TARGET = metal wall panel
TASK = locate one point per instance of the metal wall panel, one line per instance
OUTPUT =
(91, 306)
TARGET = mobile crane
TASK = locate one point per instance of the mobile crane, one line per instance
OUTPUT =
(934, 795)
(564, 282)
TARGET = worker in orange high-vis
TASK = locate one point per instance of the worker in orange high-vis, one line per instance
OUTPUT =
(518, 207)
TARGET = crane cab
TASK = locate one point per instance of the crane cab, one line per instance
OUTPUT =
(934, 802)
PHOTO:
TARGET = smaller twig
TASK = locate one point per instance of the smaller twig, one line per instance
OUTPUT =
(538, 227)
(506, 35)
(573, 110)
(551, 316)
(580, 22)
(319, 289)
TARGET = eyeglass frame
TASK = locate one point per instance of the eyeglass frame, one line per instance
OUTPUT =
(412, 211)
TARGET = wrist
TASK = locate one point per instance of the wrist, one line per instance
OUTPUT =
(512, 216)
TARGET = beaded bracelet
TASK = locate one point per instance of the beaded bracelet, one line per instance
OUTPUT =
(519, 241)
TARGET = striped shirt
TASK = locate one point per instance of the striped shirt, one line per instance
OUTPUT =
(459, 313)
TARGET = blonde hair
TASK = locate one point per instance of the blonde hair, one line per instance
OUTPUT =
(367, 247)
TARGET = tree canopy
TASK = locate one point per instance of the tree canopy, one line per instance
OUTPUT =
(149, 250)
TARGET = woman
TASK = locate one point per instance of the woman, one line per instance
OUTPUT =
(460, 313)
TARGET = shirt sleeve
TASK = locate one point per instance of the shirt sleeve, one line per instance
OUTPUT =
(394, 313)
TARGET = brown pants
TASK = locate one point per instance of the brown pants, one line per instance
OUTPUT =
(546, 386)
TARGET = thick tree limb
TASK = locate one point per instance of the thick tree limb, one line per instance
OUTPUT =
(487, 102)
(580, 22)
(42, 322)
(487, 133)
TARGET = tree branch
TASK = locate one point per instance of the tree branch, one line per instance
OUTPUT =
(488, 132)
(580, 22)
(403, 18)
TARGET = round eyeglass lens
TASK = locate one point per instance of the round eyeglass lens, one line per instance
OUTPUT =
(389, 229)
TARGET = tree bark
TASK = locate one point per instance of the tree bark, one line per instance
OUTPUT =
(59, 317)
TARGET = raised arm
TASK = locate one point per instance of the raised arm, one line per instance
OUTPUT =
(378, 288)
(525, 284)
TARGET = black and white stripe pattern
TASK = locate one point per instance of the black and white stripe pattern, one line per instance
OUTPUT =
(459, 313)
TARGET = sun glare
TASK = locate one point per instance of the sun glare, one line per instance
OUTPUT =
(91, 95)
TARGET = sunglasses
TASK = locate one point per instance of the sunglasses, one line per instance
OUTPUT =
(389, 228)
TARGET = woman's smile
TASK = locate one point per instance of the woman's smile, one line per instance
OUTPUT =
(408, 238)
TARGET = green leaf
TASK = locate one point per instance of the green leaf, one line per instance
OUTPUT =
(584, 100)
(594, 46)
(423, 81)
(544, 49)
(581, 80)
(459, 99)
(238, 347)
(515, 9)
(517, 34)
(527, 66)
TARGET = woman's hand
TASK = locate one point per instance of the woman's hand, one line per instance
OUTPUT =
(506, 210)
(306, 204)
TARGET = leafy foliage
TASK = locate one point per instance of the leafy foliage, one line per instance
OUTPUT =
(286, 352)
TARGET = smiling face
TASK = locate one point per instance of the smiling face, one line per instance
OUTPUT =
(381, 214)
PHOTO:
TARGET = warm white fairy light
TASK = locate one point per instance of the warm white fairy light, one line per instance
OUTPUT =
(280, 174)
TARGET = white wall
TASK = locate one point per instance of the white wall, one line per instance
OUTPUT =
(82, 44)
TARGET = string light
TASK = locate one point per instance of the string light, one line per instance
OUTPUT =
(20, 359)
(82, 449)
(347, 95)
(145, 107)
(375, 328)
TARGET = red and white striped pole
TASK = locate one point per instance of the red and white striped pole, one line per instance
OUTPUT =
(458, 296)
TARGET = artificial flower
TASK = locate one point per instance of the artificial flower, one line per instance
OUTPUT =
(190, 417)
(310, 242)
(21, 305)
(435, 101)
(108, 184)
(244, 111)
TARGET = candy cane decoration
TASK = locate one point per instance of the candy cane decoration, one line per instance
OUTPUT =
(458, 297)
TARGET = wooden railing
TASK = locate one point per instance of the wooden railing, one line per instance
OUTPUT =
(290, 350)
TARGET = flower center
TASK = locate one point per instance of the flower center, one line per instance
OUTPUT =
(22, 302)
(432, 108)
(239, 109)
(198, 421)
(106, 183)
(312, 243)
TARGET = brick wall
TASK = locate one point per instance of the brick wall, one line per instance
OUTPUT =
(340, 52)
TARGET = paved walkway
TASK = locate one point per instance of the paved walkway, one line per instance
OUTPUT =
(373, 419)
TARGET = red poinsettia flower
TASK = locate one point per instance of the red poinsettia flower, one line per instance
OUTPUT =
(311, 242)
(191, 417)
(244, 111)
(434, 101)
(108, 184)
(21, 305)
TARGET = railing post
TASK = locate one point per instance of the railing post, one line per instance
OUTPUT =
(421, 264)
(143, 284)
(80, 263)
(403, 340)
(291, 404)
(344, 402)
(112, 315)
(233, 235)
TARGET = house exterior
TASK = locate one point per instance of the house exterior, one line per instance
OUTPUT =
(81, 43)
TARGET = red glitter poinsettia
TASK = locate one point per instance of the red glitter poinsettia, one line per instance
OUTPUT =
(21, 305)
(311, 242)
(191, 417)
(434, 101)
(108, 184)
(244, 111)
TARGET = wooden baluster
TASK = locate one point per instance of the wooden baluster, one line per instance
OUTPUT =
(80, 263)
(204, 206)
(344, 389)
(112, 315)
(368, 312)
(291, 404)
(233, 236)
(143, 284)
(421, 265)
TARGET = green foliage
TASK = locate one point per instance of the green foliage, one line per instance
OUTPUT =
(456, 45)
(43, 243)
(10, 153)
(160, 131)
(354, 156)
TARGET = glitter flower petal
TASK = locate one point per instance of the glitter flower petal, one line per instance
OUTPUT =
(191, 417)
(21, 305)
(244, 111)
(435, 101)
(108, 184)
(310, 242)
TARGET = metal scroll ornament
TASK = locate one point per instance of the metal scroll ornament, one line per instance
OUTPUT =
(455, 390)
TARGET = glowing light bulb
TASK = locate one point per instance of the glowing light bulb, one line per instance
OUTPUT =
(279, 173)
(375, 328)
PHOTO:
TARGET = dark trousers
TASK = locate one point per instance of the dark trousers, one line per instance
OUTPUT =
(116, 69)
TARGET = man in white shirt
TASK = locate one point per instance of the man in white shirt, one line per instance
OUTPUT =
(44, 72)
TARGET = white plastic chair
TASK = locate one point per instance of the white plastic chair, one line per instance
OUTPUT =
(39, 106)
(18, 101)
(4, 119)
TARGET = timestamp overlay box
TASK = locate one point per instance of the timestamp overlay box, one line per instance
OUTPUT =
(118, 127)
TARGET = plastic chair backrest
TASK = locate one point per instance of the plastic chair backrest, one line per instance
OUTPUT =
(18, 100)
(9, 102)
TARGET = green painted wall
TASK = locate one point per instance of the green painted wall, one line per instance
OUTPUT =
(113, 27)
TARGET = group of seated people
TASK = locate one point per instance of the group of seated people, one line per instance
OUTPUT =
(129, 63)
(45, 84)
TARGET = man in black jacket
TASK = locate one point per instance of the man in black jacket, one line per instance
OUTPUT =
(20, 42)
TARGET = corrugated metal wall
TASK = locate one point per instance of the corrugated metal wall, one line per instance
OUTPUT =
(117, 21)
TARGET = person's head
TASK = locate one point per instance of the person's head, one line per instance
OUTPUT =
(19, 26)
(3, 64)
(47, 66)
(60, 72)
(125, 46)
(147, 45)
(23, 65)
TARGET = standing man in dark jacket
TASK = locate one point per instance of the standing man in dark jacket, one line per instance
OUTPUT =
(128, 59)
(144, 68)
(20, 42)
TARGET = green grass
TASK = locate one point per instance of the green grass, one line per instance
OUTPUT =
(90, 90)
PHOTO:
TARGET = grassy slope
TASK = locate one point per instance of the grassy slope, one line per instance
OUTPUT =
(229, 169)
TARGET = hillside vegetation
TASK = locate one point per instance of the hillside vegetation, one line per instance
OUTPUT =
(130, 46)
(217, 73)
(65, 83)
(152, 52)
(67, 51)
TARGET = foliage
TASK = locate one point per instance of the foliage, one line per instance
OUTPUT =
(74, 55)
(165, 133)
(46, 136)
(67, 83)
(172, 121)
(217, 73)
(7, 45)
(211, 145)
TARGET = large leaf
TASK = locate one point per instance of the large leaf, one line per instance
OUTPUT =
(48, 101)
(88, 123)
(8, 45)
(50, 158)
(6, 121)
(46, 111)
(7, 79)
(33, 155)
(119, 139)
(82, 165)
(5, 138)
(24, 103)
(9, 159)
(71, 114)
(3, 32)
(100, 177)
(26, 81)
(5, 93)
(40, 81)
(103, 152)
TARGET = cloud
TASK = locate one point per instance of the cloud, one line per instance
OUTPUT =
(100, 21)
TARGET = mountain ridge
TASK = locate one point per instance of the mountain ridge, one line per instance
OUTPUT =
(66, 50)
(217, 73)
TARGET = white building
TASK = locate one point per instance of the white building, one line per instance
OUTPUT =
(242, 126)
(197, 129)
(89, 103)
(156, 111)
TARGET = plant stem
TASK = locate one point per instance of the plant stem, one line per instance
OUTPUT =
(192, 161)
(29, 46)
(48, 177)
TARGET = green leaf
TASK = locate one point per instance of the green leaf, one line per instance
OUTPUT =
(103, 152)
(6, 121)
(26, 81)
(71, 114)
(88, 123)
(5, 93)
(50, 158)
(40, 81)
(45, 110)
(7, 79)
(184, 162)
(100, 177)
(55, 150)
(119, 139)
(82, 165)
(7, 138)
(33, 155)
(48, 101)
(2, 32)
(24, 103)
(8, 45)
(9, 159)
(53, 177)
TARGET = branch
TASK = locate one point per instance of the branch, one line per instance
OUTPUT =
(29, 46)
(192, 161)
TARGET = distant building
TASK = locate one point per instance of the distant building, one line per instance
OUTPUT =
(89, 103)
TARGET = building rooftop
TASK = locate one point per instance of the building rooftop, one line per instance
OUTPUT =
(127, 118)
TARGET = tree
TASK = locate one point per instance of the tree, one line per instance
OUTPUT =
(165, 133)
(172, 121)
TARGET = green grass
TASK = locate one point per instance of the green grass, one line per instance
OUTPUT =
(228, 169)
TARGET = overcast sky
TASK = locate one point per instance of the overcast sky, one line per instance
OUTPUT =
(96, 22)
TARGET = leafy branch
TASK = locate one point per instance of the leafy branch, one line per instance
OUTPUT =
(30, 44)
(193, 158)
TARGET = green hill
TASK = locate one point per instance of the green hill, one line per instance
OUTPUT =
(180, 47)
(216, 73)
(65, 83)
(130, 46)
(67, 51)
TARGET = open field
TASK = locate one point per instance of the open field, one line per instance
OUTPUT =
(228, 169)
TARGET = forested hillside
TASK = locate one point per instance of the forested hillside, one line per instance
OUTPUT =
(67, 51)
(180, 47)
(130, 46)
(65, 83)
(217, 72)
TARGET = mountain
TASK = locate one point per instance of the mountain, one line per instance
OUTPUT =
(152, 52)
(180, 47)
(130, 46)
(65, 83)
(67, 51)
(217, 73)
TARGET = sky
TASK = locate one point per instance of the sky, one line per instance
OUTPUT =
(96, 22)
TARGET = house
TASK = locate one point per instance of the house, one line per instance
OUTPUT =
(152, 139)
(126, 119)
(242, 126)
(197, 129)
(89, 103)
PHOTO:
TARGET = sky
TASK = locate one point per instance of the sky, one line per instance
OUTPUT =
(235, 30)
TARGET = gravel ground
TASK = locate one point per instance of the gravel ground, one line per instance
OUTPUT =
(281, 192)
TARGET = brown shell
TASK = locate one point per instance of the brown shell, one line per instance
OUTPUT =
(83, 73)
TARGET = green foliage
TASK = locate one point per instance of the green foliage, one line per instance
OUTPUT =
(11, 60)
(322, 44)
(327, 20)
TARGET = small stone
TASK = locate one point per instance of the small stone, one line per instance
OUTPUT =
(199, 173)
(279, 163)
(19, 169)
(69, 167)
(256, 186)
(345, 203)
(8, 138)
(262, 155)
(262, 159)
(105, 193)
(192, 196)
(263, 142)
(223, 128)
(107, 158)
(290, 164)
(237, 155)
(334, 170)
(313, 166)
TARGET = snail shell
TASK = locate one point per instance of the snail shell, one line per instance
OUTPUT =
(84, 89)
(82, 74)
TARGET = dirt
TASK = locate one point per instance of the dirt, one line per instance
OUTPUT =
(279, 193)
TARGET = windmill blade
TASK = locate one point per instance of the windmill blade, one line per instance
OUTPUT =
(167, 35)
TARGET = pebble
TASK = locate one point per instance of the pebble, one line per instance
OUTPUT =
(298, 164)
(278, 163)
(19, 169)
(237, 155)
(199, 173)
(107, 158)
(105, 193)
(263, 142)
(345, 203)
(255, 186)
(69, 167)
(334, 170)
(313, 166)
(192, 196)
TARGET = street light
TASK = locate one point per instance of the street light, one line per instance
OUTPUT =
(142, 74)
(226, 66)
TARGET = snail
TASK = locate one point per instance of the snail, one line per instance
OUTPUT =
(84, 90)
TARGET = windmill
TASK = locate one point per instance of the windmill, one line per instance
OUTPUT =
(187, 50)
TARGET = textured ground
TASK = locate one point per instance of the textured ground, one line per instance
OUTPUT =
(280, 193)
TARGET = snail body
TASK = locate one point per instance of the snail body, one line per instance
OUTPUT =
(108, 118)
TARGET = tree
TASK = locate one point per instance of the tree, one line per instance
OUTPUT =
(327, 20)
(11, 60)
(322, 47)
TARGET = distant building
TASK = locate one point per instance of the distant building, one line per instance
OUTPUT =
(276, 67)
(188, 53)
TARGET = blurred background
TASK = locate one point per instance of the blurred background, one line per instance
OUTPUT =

◆ ◆ ◆

Give back the lines above exactly, from the one with "TARGET = snail body" through the last line.

TARGET = snail body
TASK = locate one point per instance of the snail body, one line per instance
OUTPUT =
(108, 118)
TARGET = tree
TASK = locate one point per instance of the tree, one line per instance
OUTPUT =
(327, 20)
(11, 60)
(322, 47)
TARGET = distant building
TASK = locate one point per instance of the distant building, one line per instance
OUTPUT =
(276, 67)
(188, 53)
TARGET = blurred background
TASK = locate one point per instance of the blurred background, one line per instance
OUTPUT =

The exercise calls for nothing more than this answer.